▸ **WHAT YOU ARE ASKED TO DO**: All lines from the one containing "Target: chin" through the end of the data below are to be transcribed exactly. Leave out the rest.

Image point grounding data
□ □ □
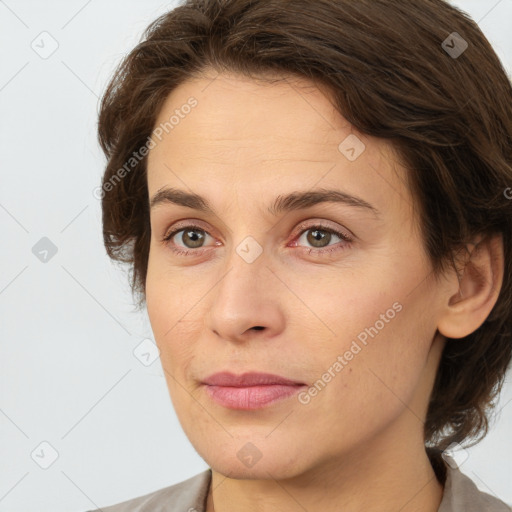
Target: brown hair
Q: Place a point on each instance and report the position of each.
(449, 117)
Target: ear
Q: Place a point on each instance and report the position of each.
(472, 295)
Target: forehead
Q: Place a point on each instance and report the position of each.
(261, 136)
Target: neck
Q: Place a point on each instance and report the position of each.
(369, 479)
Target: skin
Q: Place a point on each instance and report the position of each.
(358, 444)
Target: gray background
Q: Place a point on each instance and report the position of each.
(69, 376)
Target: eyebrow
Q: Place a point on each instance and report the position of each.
(281, 204)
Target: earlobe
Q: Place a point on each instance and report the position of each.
(473, 292)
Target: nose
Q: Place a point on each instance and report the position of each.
(247, 299)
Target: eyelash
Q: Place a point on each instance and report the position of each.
(304, 228)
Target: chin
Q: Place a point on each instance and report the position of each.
(254, 460)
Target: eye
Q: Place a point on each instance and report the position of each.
(320, 236)
(192, 236)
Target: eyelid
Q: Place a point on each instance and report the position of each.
(302, 227)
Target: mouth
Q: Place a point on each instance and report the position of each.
(249, 391)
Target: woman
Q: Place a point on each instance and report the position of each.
(314, 198)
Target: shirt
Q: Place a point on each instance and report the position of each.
(460, 495)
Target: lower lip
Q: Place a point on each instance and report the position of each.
(251, 397)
□ □ □
▸ **ANSWER TO THE PROBLEM**:
Target: chin
Q: Place a point on each instance and report the position of each.
(254, 460)
Target: eye
Q: Place a point on each instance and report the position of each.
(320, 236)
(192, 236)
Target: eyelid
Q: Place a point on each instance and report the position of each.
(302, 227)
Target: mouth
Q: Place a point on each instance and report the position of each.
(249, 391)
Target: woman
Q: Place a point on each instance and report the position of each.
(314, 198)
Target: shirt
Q: Place a point on each instance and report the position of each.
(460, 495)
Target: lower lip
Q: Place a point on each instance and report the position of each.
(251, 397)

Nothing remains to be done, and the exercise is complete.